WHAT THE TASK ASKS: Return, from the listing that follows, each line containing the word "screen".

MATERIALS PROVIDED:
§ §
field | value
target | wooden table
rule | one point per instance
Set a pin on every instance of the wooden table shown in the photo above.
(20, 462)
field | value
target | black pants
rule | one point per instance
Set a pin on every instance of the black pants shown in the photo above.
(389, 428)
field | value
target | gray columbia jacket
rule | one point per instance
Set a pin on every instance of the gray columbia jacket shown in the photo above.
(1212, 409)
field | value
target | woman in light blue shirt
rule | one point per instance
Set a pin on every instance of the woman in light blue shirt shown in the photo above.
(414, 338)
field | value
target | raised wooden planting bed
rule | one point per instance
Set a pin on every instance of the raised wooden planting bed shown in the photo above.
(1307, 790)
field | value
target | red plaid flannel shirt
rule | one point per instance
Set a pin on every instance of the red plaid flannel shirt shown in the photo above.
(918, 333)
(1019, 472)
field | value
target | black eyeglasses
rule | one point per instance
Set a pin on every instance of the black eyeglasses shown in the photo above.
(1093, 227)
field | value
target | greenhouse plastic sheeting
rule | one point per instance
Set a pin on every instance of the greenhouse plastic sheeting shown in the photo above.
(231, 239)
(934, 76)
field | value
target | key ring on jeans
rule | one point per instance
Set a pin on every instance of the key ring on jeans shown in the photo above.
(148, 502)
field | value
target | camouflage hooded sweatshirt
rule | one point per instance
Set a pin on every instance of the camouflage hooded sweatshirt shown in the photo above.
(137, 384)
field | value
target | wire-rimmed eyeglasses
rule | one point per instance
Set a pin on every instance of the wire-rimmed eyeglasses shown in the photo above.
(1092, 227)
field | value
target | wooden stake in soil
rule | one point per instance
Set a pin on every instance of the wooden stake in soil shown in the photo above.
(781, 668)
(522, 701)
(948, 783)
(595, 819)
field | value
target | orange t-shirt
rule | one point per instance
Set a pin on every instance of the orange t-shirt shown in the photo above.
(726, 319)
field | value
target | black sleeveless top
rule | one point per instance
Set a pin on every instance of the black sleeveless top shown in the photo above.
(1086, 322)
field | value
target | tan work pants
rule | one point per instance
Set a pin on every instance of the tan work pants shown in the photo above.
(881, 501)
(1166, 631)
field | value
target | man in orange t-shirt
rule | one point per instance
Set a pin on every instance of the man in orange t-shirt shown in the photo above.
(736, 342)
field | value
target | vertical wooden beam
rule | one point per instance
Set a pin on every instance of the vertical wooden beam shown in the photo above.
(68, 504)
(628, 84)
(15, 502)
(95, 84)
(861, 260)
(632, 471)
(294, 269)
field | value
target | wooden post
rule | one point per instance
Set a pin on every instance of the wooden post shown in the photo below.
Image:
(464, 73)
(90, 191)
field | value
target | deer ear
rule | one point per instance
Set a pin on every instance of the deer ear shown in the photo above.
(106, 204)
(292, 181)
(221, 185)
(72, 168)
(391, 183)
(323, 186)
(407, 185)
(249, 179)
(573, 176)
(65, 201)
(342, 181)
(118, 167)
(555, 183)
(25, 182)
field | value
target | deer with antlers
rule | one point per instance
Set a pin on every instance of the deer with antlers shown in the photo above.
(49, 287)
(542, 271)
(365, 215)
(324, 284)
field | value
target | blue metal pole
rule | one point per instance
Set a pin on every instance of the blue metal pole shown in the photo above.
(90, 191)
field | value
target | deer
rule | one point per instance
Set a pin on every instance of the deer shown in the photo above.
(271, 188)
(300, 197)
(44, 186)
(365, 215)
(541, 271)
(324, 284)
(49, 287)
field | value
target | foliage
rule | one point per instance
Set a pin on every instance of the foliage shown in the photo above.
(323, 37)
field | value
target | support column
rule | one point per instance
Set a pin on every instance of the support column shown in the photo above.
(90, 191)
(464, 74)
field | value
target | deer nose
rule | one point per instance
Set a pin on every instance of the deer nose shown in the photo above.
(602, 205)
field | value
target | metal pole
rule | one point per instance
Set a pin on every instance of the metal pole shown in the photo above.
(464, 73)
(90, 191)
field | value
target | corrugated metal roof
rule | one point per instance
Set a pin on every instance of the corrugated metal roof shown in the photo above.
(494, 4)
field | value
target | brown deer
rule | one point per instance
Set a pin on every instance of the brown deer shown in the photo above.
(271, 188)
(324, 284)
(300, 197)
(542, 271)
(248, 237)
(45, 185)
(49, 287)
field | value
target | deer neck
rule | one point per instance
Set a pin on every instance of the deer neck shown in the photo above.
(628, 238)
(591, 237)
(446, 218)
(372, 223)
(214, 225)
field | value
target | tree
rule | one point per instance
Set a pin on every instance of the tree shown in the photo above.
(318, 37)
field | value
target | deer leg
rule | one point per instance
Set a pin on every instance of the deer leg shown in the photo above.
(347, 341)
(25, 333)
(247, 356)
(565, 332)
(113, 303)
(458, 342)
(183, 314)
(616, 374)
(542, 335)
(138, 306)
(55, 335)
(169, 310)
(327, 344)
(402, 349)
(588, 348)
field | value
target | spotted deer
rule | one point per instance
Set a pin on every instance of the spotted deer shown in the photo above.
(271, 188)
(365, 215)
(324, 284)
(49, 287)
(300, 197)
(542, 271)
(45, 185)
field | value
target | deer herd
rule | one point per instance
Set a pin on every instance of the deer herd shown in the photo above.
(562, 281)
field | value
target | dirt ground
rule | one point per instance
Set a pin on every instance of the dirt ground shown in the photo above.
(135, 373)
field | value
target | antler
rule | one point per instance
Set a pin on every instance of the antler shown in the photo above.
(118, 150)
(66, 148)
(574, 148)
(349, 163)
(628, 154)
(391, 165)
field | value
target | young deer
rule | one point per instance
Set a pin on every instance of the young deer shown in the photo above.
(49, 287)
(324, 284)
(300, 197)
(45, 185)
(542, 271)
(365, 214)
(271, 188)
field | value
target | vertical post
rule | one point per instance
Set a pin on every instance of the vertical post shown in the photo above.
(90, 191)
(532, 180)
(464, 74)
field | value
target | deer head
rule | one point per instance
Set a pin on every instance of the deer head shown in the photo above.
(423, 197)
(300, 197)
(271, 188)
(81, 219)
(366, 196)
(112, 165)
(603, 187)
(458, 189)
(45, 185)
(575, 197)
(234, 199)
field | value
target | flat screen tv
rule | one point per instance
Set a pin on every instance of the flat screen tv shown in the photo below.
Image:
§ §
TASK ANSWER:
target | flat screen tv
Set a pin on every instance of the flat screen tv shown in the photo below.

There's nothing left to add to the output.